Write the entries out again. Every character must match.
● ● ● ●
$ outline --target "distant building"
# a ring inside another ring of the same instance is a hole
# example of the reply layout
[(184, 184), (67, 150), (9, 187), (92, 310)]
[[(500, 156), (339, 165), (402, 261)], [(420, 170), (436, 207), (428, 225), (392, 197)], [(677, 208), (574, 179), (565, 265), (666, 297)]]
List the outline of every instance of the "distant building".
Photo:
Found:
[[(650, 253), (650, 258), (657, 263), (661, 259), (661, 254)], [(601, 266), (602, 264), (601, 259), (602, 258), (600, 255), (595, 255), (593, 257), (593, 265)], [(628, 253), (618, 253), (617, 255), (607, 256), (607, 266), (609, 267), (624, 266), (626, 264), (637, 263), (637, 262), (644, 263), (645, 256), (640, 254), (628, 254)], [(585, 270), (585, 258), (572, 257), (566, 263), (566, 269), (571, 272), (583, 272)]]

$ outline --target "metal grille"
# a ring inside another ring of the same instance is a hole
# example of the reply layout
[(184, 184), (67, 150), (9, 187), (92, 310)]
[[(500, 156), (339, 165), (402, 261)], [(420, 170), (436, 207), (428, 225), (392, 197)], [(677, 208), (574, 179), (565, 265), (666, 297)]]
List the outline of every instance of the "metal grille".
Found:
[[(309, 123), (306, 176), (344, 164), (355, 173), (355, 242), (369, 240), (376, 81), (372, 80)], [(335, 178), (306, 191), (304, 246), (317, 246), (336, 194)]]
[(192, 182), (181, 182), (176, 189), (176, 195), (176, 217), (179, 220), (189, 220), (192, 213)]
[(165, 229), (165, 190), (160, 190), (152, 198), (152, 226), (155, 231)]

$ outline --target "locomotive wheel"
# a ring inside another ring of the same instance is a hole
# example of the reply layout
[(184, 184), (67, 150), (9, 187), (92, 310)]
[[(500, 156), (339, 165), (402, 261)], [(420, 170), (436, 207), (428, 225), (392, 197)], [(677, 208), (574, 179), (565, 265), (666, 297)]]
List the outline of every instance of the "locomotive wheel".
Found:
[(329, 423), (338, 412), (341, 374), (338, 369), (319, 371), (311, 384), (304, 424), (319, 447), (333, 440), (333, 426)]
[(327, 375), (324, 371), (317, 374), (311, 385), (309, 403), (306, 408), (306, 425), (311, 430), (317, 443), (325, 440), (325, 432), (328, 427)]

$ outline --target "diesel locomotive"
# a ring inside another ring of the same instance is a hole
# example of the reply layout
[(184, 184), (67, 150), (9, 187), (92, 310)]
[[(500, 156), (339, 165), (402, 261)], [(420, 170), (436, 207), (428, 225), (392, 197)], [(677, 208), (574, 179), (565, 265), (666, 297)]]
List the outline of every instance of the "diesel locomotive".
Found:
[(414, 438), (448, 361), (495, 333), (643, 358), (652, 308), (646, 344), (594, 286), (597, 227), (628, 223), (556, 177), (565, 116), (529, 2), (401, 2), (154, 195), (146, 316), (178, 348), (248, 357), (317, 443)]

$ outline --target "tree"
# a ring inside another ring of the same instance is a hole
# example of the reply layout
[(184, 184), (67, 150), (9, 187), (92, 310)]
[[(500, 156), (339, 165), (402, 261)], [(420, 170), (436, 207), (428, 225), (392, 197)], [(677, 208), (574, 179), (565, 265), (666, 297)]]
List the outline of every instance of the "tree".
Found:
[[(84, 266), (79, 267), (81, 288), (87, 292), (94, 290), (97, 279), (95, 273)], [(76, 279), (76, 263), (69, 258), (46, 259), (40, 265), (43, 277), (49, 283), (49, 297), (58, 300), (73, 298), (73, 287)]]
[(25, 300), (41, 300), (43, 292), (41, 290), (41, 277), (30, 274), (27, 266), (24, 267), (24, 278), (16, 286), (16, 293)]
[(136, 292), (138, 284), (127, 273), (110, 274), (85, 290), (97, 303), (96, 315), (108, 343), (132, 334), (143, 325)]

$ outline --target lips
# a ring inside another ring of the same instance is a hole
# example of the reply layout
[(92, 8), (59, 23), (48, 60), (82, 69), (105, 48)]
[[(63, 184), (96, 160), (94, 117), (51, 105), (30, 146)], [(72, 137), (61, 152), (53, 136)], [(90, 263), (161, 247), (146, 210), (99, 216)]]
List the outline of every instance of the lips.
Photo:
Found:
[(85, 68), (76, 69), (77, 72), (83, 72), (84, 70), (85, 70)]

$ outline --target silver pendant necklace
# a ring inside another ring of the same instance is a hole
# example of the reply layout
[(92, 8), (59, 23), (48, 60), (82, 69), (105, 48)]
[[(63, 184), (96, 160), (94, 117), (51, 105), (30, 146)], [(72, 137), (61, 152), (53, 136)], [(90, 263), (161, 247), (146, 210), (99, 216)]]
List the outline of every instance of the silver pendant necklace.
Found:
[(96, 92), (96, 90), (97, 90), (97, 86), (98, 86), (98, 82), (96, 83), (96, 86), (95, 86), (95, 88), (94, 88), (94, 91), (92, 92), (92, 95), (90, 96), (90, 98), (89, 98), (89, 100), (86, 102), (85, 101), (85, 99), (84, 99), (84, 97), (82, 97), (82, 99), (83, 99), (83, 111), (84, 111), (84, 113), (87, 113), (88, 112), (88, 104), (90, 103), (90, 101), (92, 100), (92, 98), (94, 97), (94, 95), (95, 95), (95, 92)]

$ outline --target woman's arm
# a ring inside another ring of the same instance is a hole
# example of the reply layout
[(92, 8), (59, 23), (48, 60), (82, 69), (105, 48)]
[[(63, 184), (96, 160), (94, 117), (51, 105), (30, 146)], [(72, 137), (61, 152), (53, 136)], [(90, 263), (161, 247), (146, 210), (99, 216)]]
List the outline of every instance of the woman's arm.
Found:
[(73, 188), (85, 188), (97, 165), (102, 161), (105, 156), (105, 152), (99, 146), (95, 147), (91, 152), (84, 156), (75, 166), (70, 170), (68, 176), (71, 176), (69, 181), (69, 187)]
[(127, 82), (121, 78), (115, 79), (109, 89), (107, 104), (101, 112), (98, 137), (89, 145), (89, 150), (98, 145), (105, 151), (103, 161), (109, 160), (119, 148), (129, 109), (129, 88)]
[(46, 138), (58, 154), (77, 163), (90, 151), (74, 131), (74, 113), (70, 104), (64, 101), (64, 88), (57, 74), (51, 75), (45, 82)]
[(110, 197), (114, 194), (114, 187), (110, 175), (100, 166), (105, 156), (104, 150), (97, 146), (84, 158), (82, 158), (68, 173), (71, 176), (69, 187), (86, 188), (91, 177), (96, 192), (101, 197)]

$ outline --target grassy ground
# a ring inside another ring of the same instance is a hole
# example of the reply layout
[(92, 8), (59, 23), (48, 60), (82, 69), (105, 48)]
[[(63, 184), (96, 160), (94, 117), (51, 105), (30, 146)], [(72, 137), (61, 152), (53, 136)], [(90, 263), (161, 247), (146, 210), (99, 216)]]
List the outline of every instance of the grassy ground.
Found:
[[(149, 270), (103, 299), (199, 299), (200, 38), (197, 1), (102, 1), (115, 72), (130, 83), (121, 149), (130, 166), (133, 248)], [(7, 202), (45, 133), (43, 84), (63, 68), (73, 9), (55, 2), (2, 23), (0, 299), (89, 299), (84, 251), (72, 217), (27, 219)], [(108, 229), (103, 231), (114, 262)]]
● ● ● ●
EXERCISE ANSWER:
$ outline --target "distant building"
# a ring inside another ring of the same instance is a hole
# example of the reply layout
[(184, 184), (67, 150), (9, 187), (92, 310)]
[[(500, 156), (339, 165), (402, 261)], [(420, 170), (436, 207), (428, 225), (392, 197)], [(677, 208), (574, 179), (565, 265), (666, 297)]]
List the outline of every instance of the "distant building".
Photo:
Found:
[[(650, 253), (650, 258), (657, 263), (661, 259), (661, 254)], [(601, 266), (602, 264), (601, 259), (602, 258), (600, 255), (595, 255), (593, 257), (593, 265)], [(628, 253), (618, 253), (617, 255), (607, 256), (607, 266), (609, 267), (624, 266), (626, 264), (637, 263), (637, 262), (644, 263), (645, 256), (640, 254), (628, 254)], [(585, 270), (585, 258), (572, 257), (566, 263), (566, 269), (571, 272), (583, 272)]]

$ outline --target "metal grille"
# a ring inside another ring of the same instance is a hole
# example of the reply layout
[(184, 184), (67, 150), (9, 187), (92, 310)]
[[(500, 156), (339, 165), (402, 261)], [(420, 170), (436, 207), (428, 225), (392, 197)], [(677, 208), (574, 179), (565, 265), (666, 297)]]
List the outline of every instance of the "metal grille".
Found:
[[(309, 123), (306, 176), (344, 164), (355, 173), (355, 242), (369, 240), (376, 81), (372, 80)], [(335, 178), (306, 191), (304, 246), (317, 246), (336, 194)]]
[(192, 182), (181, 182), (176, 189), (176, 195), (176, 217), (179, 220), (189, 220), (192, 213)]
[(165, 229), (165, 190), (160, 190), (152, 198), (152, 226), (155, 231)]

$ outline --target "locomotive wheel"
# a ring inside another ring of the same instance is a hole
# example of the reply layout
[(184, 184), (67, 150), (9, 187), (92, 310)]
[[(500, 156), (339, 165), (402, 261)], [(420, 170), (436, 207), (428, 225), (392, 197)], [(677, 208), (574, 179), (565, 265), (666, 297)]]
List the outline of every instance of the "locomotive wheel".
Found:
[(329, 423), (338, 412), (341, 374), (338, 369), (319, 371), (311, 384), (304, 424), (319, 447), (333, 440), (333, 426)]
[(327, 375), (324, 371), (317, 374), (311, 385), (309, 403), (306, 408), (306, 425), (311, 430), (317, 443), (325, 440), (325, 432), (328, 427)]

$ outline --target "diesel locomotive"
# a ring inside another ring of the same instance is a hole
# example of the reply layout
[(184, 184), (67, 150), (9, 187), (92, 310)]
[[(500, 156), (339, 165), (402, 261)], [(420, 170), (436, 207), (428, 225), (392, 197)], [(677, 208), (574, 179), (565, 265), (666, 297)]]
List the outline of every instance of the "diesel locomotive".
Found:
[(414, 438), (448, 361), (495, 333), (643, 358), (652, 308), (646, 344), (594, 286), (597, 227), (628, 223), (556, 177), (565, 116), (529, 2), (401, 2), (154, 195), (146, 316), (178, 348), (248, 357), (317, 443)]

$ outline --target "tree"
# a ring inside another ring of the same instance is a hole
# example of the reply layout
[(184, 184), (67, 150), (9, 187), (92, 310)]
[[(500, 156), (339, 165), (402, 261)], [(420, 170), (436, 207), (428, 225), (392, 197)], [(677, 208), (574, 179), (565, 265), (666, 297)]]
List the outline of every instance of the "tree".
Found:
[[(84, 266), (79, 267), (81, 288), (87, 292), (94, 290), (97, 279), (95, 273)], [(76, 279), (76, 263), (69, 258), (46, 259), (40, 265), (43, 277), (49, 283), (49, 297), (58, 300), (73, 298), (73, 287)]]
[(25, 300), (41, 300), (43, 292), (41, 290), (41, 277), (30, 274), (27, 266), (24, 267), (24, 278), (16, 286), (16, 293)]
[(136, 292), (138, 284), (127, 273), (110, 274), (85, 290), (97, 303), (96, 315), (108, 343), (132, 334), (143, 325)]

$ outline --target lips
# a ring inside another ring of the same instance is a hole
# example of the reply layout
[(92, 8), (59, 23), (48, 60), (82, 69), (105, 48)]
[[(63, 184), (96, 160), (94, 117), (51, 105), (30, 146)], [(72, 137), (61, 152), (53, 136)], [(90, 263), (161, 247), (146, 210), (99, 216)]]
List the outline of every instance of the lips.
Photo:
Found:
[(85, 68), (76, 69), (77, 72), (83, 72), (84, 70), (85, 70)]

$ outline --target silver pendant necklace
# a ring inside another ring of the same instance is a hole
# example of the reply layout
[(92, 8), (59, 23), (48, 60), (82, 69), (105, 48)]
[[(63, 184), (96, 160), (94, 117), (51, 105), (30, 146)], [(72, 137), (61, 152), (53, 136)], [(90, 263), (161, 247), (146, 210), (99, 216)]]
List the outline of every instance of the silver pendant necklace.
Found:
[(96, 92), (96, 90), (97, 90), (97, 86), (98, 86), (98, 82), (96, 83), (96, 86), (95, 86), (95, 88), (94, 88), (94, 91), (92, 92), (92, 95), (90, 96), (90, 98), (89, 98), (89, 100), (86, 102), (85, 101), (85, 99), (84, 99), (84, 97), (82, 97), (82, 99), (83, 99), (83, 111), (84, 111), (84, 113), (87, 113), (88, 112), (88, 104), (90, 103), (90, 101), (92, 100), (92, 98), (94, 97), (94, 95), (95, 95), (95, 92)]

$ outline --target woman's arm
# a ring inside another ring of the same instance is a hole
# example of the reply layout
[(92, 8), (59, 23), (48, 60), (82, 69), (105, 48)]
[[(63, 184), (96, 160), (94, 117), (51, 105), (30, 146)], [(72, 137), (61, 152), (53, 136)], [(90, 263), (161, 247), (146, 210), (99, 216)]]
List the outline of every instance of the woman's arm.
Found:
[(73, 188), (85, 188), (97, 165), (102, 161), (105, 156), (105, 152), (99, 146), (95, 147), (91, 152), (84, 156), (75, 166), (70, 170), (68, 176), (71, 176), (69, 181), (69, 187)]
[(127, 82), (121, 78), (115, 79), (109, 89), (107, 104), (101, 112), (98, 137), (89, 145), (89, 150), (98, 145), (105, 151), (103, 161), (109, 160), (119, 148), (129, 109), (129, 88)]
[(46, 138), (58, 154), (77, 163), (90, 151), (74, 131), (74, 113), (70, 104), (64, 101), (64, 88), (57, 74), (51, 75), (45, 82)]
[(110, 197), (114, 194), (114, 187), (110, 175), (100, 166), (105, 156), (104, 150), (97, 146), (84, 158), (82, 158), (68, 173), (71, 176), (69, 187), (86, 188), (91, 177), (96, 192), (101, 197)]

$ outline --target grassy ground
# a ring inside another ring of the same instance is a hole
# example of the reply layout
[(92, 8), (59, 23), (48, 60), (82, 69), (105, 48)]
[[(63, 184), (96, 160), (94, 117), (51, 105), (30, 146)], [(72, 137), (61, 152), (53, 136)], [(90, 263), (161, 247), (146, 210), (99, 216)]]
List the outline of every instance of the grassy ground.
Found:
[[(149, 270), (103, 299), (199, 299), (200, 38), (197, 1), (102, 1), (115, 72), (130, 83), (121, 149), (130, 166), (133, 248)], [(7, 202), (45, 133), (43, 84), (63, 68), (73, 9), (55, 2), (2, 23), (0, 299), (89, 299), (84, 251), (72, 217), (27, 219)], [(108, 229), (103, 231), (114, 262)]]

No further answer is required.